Entries for pointing and labeling
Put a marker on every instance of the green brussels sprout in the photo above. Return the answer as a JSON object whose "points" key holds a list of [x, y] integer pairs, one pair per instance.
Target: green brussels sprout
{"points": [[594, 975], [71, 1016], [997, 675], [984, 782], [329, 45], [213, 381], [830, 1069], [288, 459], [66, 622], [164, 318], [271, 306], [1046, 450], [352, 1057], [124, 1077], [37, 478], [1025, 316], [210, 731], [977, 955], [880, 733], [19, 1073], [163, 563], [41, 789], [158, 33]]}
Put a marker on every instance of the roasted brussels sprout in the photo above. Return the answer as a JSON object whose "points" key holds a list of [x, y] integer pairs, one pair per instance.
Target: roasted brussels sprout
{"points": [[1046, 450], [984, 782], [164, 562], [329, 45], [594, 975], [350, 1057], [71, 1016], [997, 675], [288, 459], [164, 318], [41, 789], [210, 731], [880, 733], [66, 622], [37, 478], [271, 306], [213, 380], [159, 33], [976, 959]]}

**EXERCISE TASK:**
Reproduce all of the data above word for word, keeping every line intact.

**THE OUTPUT:**
Put a marker on every instance of the green brussels sprout in the photo above. Return the answer as a JSON object whose "points" key holds a list of [x, y] integer pairs, one pair per instance.
Target: green brussels sprout
{"points": [[594, 975], [71, 1016], [997, 675], [984, 782], [329, 45], [213, 381], [830, 1069], [288, 459], [66, 622], [164, 318], [271, 306], [1046, 450], [352, 1057], [124, 1077], [37, 478], [1025, 316], [210, 731], [977, 955], [880, 733], [19, 1073], [163, 563], [41, 789], [158, 33]]}
Put a marker on every instance of the roasted brussels sprout in the photo above. Return the answer as a JSON object whose "points" key holds a list of [x, y] integer pairs, one pair per instance.
Target: roasted brussels sprout
{"points": [[1046, 450], [984, 782], [164, 562], [329, 45], [594, 975], [350, 1057], [71, 1016], [997, 675], [288, 459], [164, 318], [41, 789], [210, 731], [880, 733], [66, 622], [37, 478], [271, 306], [213, 380], [159, 33], [976, 959]]}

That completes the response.